§ **Given records**
»»
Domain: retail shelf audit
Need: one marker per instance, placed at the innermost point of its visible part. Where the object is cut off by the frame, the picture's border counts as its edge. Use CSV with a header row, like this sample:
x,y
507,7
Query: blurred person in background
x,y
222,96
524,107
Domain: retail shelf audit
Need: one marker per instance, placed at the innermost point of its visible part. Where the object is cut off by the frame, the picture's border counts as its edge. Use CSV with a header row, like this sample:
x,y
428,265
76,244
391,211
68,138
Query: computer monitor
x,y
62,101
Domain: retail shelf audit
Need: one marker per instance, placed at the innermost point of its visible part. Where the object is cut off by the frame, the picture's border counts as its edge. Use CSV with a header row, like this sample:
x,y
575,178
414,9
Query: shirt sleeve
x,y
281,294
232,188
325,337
««
§ **Problem description**
Down to the last line, return the data above exactly.

§ **Exercise solution**
Domain: retail shelf audit
Need: one marker per instance, placed at the innermost point of its visible part. Where the object is cut off by the frame, the picture's border counts as its edge. Use CSV with a header row, like this sample:
x,y
507,7
Query: blurred person in background
x,y
222,96
524,107
Domain: retail shelf audit
Need: one marker per instance, placed at the innermost point of its visible part. Where the object is cut off by the frame, the picture's border counts as its edge. Use CSV with a header row, like this sample:
x,y
428,265
76,244
391,211
68,138
Query: computer monitor
x,y
62,101
Domain: retail shelf audit
Need: one marker per instance, placed at the innermost point of its visible part. Where the object is cut off by the frame, the picture's border counts as its edge. Use CSV with a header row, like this sample:
x,y
575,178
414,9
Query: shirt sleeve
x,y
281,294
232,188
325,337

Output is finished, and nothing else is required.